====== Supplied data ======

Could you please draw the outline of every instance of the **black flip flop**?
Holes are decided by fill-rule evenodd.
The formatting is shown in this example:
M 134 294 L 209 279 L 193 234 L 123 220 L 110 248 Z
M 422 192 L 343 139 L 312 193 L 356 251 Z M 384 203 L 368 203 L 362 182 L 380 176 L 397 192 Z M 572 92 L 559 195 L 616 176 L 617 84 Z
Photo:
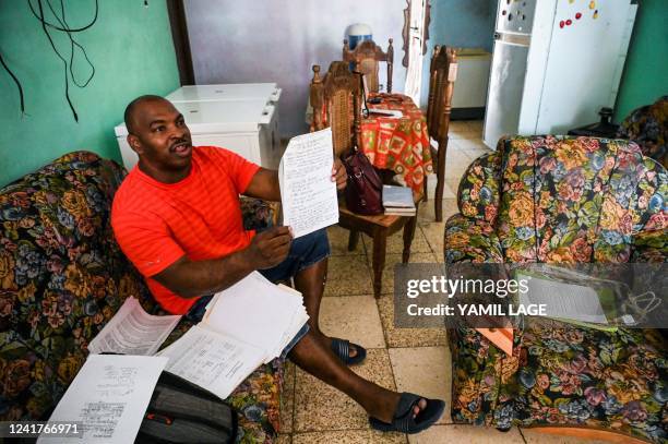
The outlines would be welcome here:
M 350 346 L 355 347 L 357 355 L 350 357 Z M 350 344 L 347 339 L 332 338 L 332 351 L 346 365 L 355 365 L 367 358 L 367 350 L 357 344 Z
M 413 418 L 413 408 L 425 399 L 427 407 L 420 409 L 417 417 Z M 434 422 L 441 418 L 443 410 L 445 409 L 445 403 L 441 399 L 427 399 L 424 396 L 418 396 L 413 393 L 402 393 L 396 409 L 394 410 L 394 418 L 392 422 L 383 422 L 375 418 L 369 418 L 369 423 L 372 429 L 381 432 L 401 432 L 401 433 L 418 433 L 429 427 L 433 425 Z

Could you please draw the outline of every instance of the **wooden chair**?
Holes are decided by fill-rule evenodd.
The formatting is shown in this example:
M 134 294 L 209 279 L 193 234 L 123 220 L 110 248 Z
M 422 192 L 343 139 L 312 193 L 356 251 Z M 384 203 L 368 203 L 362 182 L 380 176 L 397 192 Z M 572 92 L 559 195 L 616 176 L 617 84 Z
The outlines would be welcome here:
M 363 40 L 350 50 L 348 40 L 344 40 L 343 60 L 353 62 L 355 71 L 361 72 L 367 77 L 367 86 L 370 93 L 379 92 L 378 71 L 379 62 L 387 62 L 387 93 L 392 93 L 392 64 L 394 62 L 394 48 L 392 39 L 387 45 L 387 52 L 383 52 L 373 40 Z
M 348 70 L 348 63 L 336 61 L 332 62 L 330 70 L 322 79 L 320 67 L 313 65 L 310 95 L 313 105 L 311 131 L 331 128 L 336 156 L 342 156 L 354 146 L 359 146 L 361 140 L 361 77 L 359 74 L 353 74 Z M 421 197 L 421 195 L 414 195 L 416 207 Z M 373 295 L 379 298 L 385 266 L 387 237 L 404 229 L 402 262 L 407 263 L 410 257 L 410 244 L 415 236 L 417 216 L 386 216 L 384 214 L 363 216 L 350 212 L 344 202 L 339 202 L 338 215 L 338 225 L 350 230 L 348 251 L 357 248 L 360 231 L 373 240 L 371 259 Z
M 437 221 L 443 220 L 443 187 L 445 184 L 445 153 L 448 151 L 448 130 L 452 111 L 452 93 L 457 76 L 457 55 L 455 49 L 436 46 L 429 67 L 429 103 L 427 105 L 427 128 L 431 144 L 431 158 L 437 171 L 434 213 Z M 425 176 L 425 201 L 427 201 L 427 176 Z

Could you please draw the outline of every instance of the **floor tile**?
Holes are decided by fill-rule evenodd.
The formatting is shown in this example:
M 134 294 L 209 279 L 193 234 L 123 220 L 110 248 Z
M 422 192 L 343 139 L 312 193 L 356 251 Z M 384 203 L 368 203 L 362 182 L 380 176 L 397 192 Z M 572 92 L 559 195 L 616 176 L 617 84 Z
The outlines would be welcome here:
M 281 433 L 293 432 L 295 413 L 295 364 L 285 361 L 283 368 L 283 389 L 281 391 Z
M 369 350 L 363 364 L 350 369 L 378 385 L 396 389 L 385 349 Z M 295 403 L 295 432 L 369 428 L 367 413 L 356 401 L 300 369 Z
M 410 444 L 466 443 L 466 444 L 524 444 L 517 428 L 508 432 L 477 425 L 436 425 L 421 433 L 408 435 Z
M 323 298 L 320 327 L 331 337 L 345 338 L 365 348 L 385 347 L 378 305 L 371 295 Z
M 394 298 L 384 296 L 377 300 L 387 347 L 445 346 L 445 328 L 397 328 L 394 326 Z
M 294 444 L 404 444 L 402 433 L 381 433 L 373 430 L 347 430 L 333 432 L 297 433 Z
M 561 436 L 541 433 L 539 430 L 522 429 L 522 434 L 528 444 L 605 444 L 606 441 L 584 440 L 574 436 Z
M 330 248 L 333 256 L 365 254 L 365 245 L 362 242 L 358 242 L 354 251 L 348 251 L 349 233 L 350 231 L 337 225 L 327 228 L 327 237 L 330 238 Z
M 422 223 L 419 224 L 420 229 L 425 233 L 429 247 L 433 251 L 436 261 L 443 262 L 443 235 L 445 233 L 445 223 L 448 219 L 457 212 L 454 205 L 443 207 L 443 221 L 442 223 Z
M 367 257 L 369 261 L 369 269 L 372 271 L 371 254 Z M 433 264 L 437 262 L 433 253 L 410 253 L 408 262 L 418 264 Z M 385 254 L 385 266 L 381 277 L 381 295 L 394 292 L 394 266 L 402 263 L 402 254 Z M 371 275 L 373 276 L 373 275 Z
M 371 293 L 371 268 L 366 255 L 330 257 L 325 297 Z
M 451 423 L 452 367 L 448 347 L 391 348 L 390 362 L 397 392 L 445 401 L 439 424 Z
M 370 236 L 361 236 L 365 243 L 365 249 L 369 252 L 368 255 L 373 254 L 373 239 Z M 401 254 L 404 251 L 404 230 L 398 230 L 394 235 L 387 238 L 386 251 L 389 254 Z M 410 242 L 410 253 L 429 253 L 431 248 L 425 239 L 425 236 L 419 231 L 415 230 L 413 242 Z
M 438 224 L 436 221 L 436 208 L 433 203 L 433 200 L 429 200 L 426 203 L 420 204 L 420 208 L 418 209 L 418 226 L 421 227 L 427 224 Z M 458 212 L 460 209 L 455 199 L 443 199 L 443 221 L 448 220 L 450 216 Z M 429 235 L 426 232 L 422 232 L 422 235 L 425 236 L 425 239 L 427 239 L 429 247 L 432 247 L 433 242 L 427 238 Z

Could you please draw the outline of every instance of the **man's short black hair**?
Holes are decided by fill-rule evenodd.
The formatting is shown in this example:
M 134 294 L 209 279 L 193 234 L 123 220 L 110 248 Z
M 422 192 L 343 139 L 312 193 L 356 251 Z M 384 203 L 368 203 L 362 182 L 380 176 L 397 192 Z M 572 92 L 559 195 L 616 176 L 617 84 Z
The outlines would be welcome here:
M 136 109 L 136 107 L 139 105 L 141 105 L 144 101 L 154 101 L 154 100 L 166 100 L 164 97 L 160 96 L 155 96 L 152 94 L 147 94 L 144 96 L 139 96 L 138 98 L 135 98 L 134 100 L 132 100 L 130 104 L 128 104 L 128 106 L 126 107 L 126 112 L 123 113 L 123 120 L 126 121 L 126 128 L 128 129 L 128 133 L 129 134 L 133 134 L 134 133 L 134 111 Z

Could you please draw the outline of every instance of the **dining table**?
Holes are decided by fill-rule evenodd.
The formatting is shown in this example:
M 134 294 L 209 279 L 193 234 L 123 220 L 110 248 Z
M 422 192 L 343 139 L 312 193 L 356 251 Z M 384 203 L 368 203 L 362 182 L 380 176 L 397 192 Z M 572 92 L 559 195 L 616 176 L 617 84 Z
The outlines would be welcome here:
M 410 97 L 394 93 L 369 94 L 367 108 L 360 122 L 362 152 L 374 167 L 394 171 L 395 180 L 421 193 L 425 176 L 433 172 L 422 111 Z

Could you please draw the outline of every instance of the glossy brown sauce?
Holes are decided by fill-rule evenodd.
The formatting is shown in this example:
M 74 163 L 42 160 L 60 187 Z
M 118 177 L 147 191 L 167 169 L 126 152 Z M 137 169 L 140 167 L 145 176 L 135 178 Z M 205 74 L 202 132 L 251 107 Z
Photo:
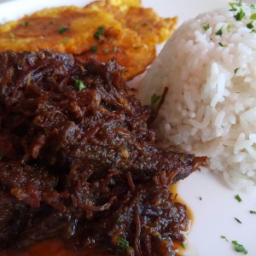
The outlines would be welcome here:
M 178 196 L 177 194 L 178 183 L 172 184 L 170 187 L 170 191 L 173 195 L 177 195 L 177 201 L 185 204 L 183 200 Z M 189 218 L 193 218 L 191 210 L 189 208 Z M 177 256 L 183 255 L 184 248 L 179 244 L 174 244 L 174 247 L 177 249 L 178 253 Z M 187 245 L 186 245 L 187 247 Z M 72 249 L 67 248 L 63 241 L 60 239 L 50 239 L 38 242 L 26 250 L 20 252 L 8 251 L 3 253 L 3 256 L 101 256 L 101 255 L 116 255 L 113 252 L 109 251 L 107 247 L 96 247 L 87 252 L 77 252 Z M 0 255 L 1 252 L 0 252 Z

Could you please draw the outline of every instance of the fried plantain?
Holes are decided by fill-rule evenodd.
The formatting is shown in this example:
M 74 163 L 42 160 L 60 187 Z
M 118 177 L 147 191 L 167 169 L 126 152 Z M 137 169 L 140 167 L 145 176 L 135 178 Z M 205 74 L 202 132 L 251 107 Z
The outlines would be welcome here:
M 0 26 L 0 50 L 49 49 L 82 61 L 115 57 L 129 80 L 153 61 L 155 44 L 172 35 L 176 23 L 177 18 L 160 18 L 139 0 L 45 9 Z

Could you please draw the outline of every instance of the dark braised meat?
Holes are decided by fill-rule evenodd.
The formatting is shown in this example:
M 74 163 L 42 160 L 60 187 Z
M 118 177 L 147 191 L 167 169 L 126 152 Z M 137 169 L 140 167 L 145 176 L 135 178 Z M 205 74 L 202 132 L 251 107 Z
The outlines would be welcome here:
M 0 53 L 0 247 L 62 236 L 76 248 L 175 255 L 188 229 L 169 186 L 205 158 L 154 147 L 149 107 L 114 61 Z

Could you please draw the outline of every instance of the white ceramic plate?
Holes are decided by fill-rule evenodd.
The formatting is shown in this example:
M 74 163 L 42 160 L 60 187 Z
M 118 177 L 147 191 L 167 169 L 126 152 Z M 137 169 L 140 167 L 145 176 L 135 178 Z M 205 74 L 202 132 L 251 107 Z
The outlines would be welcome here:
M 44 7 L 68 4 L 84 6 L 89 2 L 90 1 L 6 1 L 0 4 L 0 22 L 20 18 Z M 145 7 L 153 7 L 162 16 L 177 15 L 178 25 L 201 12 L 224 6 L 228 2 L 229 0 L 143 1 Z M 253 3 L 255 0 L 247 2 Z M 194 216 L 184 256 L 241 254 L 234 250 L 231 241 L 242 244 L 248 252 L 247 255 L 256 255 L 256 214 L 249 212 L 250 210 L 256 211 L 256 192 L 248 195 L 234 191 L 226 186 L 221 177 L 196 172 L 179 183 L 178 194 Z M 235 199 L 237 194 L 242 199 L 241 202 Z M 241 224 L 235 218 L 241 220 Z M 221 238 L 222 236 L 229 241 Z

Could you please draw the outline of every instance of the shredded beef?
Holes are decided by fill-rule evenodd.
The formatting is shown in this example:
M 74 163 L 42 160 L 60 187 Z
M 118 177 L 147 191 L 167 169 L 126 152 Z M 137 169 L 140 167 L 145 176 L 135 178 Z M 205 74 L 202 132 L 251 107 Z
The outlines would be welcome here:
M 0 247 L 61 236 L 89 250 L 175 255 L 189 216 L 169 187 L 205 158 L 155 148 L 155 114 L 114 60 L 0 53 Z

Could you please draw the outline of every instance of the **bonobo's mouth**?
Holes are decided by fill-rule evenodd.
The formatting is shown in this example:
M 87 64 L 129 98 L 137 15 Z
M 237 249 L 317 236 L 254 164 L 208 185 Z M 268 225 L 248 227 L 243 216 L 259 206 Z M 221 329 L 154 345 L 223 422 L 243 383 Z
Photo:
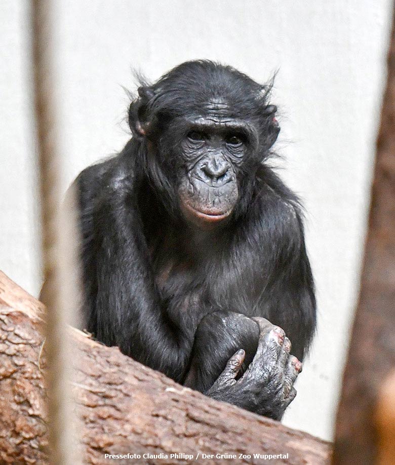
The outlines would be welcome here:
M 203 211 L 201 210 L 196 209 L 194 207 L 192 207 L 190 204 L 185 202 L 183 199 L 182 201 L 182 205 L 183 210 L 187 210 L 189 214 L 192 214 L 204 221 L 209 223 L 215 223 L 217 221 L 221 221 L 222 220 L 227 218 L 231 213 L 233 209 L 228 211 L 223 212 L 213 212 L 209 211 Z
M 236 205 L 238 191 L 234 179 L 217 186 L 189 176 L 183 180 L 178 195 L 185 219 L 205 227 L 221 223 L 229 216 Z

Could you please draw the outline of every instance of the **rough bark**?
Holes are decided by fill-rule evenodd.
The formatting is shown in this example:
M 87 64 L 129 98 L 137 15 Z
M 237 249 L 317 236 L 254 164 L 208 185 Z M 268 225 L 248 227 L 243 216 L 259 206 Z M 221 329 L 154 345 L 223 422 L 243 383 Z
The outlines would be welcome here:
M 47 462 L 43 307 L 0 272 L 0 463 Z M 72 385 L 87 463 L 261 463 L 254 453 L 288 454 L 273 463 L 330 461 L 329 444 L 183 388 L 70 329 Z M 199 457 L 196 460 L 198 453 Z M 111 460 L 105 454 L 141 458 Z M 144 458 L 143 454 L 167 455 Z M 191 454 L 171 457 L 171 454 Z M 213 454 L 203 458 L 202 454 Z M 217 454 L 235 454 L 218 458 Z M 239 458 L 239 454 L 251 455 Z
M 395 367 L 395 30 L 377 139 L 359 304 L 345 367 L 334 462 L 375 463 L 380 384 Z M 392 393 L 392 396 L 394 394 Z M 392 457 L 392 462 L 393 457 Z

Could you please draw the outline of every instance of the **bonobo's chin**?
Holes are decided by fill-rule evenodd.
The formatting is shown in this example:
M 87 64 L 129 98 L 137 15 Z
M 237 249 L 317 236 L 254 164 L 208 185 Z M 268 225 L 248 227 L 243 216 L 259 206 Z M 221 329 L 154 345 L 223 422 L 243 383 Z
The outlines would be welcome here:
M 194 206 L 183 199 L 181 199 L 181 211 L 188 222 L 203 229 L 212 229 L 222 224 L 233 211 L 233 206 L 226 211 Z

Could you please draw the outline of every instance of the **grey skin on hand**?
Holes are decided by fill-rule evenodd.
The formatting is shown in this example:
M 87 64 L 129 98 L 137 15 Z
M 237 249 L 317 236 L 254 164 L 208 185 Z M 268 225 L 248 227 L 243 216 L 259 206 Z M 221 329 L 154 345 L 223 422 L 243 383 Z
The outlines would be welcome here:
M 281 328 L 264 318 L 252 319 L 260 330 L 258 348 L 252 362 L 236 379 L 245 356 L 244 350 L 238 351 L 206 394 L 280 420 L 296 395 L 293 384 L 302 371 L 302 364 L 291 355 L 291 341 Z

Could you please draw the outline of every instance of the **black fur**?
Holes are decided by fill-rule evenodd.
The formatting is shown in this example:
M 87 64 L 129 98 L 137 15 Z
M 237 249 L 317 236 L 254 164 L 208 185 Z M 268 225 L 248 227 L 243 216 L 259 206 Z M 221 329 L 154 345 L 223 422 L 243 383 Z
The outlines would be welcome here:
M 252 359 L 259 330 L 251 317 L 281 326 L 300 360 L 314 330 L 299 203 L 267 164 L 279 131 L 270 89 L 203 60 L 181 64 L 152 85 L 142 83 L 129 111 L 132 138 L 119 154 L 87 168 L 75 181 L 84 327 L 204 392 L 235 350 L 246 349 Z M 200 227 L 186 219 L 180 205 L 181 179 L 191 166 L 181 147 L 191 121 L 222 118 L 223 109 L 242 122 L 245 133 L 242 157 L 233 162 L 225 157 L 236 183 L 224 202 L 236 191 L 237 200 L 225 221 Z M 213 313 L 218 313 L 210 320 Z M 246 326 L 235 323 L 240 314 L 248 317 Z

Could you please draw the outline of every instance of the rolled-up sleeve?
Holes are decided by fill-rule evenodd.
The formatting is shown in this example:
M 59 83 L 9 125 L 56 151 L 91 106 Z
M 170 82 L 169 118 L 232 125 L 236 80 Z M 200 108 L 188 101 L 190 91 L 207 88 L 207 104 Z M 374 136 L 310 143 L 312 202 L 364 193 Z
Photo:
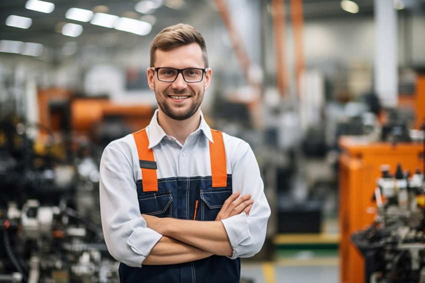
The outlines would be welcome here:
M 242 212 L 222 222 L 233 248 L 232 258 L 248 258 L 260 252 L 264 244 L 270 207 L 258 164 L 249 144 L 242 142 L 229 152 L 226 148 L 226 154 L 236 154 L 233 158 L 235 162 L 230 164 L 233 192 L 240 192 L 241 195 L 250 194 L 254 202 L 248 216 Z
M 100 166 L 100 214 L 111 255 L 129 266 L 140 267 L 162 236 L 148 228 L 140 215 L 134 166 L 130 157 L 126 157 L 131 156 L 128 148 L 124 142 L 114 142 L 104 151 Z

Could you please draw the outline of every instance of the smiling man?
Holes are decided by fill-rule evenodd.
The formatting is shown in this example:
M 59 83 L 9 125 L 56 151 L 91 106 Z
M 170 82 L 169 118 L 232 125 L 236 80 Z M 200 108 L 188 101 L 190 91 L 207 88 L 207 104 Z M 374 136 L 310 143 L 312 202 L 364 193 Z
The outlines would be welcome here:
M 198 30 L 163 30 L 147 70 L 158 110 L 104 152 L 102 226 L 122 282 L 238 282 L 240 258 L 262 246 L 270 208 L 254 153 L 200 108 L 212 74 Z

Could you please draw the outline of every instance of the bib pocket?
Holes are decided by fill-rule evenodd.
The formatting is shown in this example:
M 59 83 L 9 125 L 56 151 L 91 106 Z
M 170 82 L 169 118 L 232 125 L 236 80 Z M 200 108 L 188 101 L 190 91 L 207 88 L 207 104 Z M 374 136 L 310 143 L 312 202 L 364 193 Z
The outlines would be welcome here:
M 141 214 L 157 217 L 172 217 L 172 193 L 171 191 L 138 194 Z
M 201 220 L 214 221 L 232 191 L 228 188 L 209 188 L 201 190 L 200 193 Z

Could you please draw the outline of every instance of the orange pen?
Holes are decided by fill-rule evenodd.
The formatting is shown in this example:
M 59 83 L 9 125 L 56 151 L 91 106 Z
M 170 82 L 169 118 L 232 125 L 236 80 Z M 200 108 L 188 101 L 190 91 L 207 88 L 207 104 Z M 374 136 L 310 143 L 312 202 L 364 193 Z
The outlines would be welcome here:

======

### Set exercise
Put the lines between the one containing "the **wooden chair**?" and the one containing "M 363 40 L 350", inclusive, into a Markdown table with the columns "No." and "Line", numbering each line in order and leaving out any blank lines.

### Worked answer
| No. | Line |
|---|---|
| 1 | Could you please draw the outline of every instance of the **wooden chair**? |
| 2 | Holes are decided by fill-rule evenodd. |
| 3 | The formatting is shown in this example: |
| 4 | M 134 294 L 209 279 L 193 234 L 123 220 L 110 248 Z |
| 5 | M 422 192 L 343 139 L 312 193 L 356 251 Z M 384 203 L 368 203 L 362 182 L 380 176 L 397 192 Z M 572 92 L 559 195 L 616 176 L 617 84 Z |
| 6 | The outlines would be welcome here: |
| 7 | M 363 40 L 350 50 L 348 40 L 344 40 L 343 60 L 353 62 L 355 71 L 361 72 L 367 77 L 367 86 L 370 93 L 379 92 L 378 71 L 379 62 L 387 62 L 387 93 L 392 93 L 392 64 L 394 62 L 394 48 L 392 39 L 387 45 L 387 52 L 383 52 L 373 40 Z |